**Work to complete**. Rewrite only the part of the entries that opens with the line containing "Kindly provide the mask of every instance of the **dirt" and closes with the line containing "671 231 L 695", replacing "several" with "multiple" and leaving everything else unaltered.

**Supplied material**.
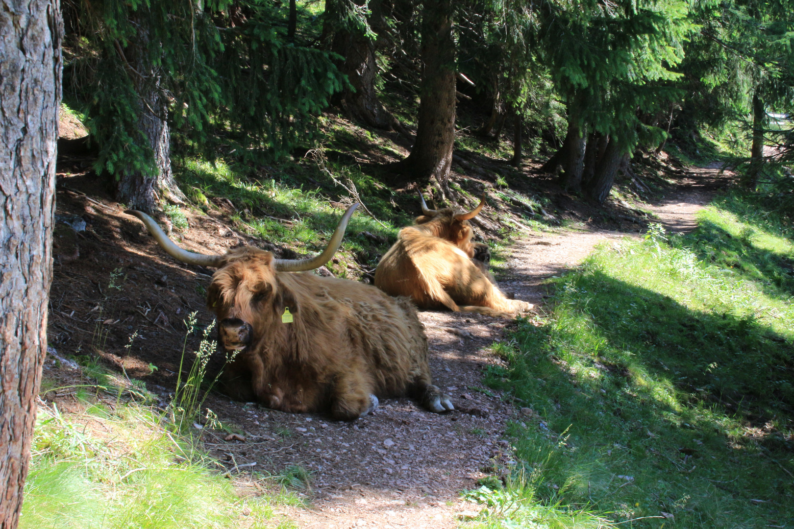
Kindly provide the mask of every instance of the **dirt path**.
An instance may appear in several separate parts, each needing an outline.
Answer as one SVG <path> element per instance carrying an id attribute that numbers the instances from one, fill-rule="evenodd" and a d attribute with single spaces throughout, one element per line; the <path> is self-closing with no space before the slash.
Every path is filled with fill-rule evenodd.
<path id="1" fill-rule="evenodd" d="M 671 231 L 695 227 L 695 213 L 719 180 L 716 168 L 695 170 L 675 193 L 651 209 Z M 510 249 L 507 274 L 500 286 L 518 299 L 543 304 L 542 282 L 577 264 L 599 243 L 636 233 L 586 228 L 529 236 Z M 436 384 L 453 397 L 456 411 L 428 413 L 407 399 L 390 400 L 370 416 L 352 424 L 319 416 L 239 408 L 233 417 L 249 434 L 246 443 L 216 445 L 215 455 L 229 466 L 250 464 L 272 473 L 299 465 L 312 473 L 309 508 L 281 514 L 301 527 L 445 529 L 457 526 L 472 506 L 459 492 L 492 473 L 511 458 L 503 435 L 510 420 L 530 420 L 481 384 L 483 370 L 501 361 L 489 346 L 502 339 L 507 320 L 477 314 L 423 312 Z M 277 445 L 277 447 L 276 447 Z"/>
---
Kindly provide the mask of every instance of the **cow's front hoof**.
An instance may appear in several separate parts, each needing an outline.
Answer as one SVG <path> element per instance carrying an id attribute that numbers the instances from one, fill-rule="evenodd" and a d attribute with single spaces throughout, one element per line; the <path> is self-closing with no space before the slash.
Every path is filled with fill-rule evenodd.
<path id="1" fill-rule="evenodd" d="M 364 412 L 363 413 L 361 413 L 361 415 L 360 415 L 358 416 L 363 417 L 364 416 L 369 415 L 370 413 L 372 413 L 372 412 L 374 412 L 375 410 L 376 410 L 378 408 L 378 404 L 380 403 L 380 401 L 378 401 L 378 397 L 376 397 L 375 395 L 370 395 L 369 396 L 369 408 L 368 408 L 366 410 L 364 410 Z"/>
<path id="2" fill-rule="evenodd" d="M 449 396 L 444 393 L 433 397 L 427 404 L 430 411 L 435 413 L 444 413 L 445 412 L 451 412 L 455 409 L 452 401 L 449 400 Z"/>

**Result of this exercise**.
Kindly provide the mask of every instance of the **dirt path**.
An instance may appear in multiple separate parts, each needing an outline.
Answer as one SVG <path> element per instance carrying an id attribute that numbers the instances from one, fill-rule="evenodd" and a d attribute with single spaces throughout, one element per line; the <path> is self-closing with no space before the slash.
Every path is filled with fill-rule evenodd.
<path id="1" fill-rule="evenodd" d="M 671 231 L 695 227 L 695 213 L 719 180 L 716 168 L 695 170 L 675 193 L 651 209 Z M 510 249 L 507 274 L 500 286 L 518 299 L 543 304 L 542 282 L 577 264 L 599 243 L 636 233 L 586 228 L 529 236 Z M 436 384 L 453 397 L 456 411 L 428 413 L 407 399 L 390 400 L 370 416 L 352 424 L 319 416 L 239 408 L 233 417 L 249 434 L 246 443 L 216 445 L 215 455 L 229 466 L 250 464 L 272 473 L 299 465 L 312 473 L 309 508 L 281 514 L 301 527 L 445 529 L 457 526 L 472 506 L 459 492 L 492 473 L 511 458 L 503 435 L 510 420 L 530 420 L 481 384 L 483 370 L 501 361 L 489 346 L 502 339 L 507 320 L 477 314 L 423 312 Z M 277 445 L 277 447 L 276 447 Z"/>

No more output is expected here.